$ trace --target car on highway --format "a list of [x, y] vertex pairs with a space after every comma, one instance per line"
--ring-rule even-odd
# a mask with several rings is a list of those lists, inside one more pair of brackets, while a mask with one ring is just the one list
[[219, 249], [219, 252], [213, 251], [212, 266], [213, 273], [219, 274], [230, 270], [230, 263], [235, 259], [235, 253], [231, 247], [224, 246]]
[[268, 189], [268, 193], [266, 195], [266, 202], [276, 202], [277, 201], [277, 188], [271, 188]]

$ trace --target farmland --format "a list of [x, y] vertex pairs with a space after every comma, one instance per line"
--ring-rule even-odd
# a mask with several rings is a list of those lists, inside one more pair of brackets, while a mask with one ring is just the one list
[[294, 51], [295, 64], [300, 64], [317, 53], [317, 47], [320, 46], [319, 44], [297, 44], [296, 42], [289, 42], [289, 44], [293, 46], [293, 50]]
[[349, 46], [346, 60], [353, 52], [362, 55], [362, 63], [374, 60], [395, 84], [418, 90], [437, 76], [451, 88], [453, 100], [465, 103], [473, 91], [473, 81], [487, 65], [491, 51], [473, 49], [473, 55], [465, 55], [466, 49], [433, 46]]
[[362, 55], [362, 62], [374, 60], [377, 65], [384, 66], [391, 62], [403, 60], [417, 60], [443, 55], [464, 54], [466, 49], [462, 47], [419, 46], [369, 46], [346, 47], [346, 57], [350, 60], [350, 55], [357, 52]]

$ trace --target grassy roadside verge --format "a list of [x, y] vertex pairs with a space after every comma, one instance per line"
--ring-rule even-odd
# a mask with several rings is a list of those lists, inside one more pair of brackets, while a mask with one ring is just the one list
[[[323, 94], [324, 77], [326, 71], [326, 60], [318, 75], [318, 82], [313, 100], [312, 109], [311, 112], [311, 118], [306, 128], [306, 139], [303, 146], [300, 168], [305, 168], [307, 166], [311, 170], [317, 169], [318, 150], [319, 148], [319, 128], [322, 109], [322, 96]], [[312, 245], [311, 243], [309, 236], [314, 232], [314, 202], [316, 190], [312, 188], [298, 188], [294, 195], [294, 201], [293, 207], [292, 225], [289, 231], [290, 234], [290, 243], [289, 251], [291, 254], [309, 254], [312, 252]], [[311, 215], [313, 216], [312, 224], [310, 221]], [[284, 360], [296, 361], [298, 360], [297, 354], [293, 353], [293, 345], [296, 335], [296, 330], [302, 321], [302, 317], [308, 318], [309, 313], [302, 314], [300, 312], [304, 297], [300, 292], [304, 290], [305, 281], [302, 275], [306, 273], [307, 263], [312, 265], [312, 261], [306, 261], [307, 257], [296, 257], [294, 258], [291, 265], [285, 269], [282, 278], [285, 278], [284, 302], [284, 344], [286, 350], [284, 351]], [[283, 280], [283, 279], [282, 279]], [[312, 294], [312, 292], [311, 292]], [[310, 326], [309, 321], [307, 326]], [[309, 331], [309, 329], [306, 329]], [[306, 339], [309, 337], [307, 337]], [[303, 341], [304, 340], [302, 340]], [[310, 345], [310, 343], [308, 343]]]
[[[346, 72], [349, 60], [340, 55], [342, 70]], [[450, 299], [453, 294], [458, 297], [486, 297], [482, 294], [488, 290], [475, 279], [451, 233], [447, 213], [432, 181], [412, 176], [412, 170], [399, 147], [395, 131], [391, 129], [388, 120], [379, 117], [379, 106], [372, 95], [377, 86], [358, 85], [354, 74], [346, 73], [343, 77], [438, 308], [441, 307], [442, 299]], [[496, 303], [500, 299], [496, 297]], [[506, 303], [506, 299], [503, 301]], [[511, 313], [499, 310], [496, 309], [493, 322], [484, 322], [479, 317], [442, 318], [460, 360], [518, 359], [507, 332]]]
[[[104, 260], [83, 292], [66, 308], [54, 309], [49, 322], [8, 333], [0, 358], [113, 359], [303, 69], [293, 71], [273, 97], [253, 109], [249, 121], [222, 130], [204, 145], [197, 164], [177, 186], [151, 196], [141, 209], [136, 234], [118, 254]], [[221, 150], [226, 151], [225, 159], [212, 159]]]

--------------------

**Brief**
Rewrite all of the rows above as a single numbered list, one line per item, and leave out the blank lines.

**Exercise solution**
1. $ trace --target car on highway --format "a list of [x, y] vertex pairs with a space after every comma, one instance per line"
2. --ring-rule even-odd
3. # a mask with several rings is a list of those lists, inside one more pair of brackets, while a mask with one ring is just the one list
4. [[219, 249], [219, 252], [213, 251], [212, 266], [213, 273], [219, 274], [230, 270], [230, 263], [235, 259], [235, 253], [231, 247], [224, 246]]
5. [[268, 189], [268, 193], [266, 195], [266, 202], [276, 202], [277, 201], [277, 188], [271, 188]]
6. $ trace --target farmland --format "a list of [x, y] vertex pairs with a space after every comma, one instance per line"
7. --ring-rule even-odd
8. # a mask with several rings is a list of those lists, inside one more pair of brackets, while a mask with one ring is just the one list
9. [[294, 51], [295, 64], [300, 64], [317, 53], [317, 47], [320, 46], [319, 44], [297, 44], [296, 42], [289, 42], [289, 44], [293, 46], [293, 50]]
10. [[349, 46], [346, 60], [353, 52], [362, 55], [362, 63], [374, 60], [395, 84], [418, 90], [437, 76], [451, 88], [453, 100], [465, 103], [473, 91], [473, 81], [487, 65], [491, 51], [473, 49], [473, 55], [465, 55], [466, 49], [433, 46]]
11. [[362, 55], [362, 62], [374, 60], [377, 65], [384, 66], [391, 62], [403, 60], [417, 60], [443, 55], [464, 54], [466, 49], [462, 47], [419, 46], [369, 46], [346, 47], [346, 57], [350, 60], [350, 55], [357, 52]]
12. $ trace --target grassy roadside verge --format "a list of [x, y] vertex pairs with a space after every comma, one instance per line"
13. --ring-rule even-odd
14. # a mask with several rings is a list of those lists, inside one more pair of brackets, while a mask with one ring is just the one list
15. [[[323, 94], [324, 77], [326, 71], [326, 60], [318, 75], [318, 82], [313, 100], [312, 109], [311, 112], [311, 118], [306, 128], [306, 139], [303, 146], [300, 168], [305, 168], [307, 166], [311, 170], [317, 169], [318, 150], [319, 148], [319, 128], [322, 109], [322, 96]], [[312, 245], [311, 243], [309, 236], [314, 232], [314, 202], [316, 190], [312, 188], [298, 188], [294, 195], [294, 201], [293, 207], [292, 225], [289, 231], [290, 234], [290, 243], [289, 251], [291, 254], [309, 254], [312, 252]], [[311, 215], [313, 216], [312, 224], [310, 221]], [[284, 360], [296, 361], [298, 360], [297, 354], [293, 353], [293, 345], [296, 335], [296, 330], [302, 321], [302, 317], [308, 318], [309, 313], [302, 314], [300, 312], [304, 297], [300, 292], [304, 290], [305, 281], [302, 275], [306, 273], [307, 263], [312, 265], [312, 261], [306, 261], [307, 257], [296, 257], [294, 258], [291, 265], [285, 269], [282, 278], [285, 278], [284, 302], [284, 344], [286, 350], [284, 351]], [[283, 280], [283, 279], [282, 279]], [[312, 294], [312, 292], [311, 292]], [[310, 326], [309, 321], [307, 326]], [[309, 331], [309, 329], [306, 329]], [[306, 339], [309, 337], [307, 337]], [[303, 341], [304, 340], [302, 340]], [[310, 345], [310, 343], [308, 343]]]
16. [[[346, 72], [349, 60], [340, 55], [342, 70]], [[450, 299], [453, 294], [458, 297], [486, 297], [482, 294], [488, 290], [475, 279], [451, 233], [447, 213], [432, 181], [412, 176], [412, 170], [399, 147], [395, 131], [391, 129], [388, 120], [379, 117], [379, 106], [372, 95], [377, 86], [358, 85], [354, 74], [346, 73], [343, 77], [438, 308], [441, 307], [442, 299]], [[496, 303], [500, 299], [496, 297]], [[506, 303], [506, 299], [503, 301]], [[511, 313], [499, 310], [496, 309], [493, 322], [484, 322], [479, 317], [442, 318], [460, 360], [518, 359], [507, 332]]]
17. [[[104, 260], [83, 292], [66, 308], [54, 309], [49, 322], [8, 333], [0, 358], [113, 359], [303, 69], [293, 71], [273, 97], [253, 109], [249, 121], [222, 130], [204, 145], [197, 164], [177, 186], [151, 196], [141, 209], [136, 234], [118, 254]], [[221, 150], [226, 151], [225, 159], [212, 159]]]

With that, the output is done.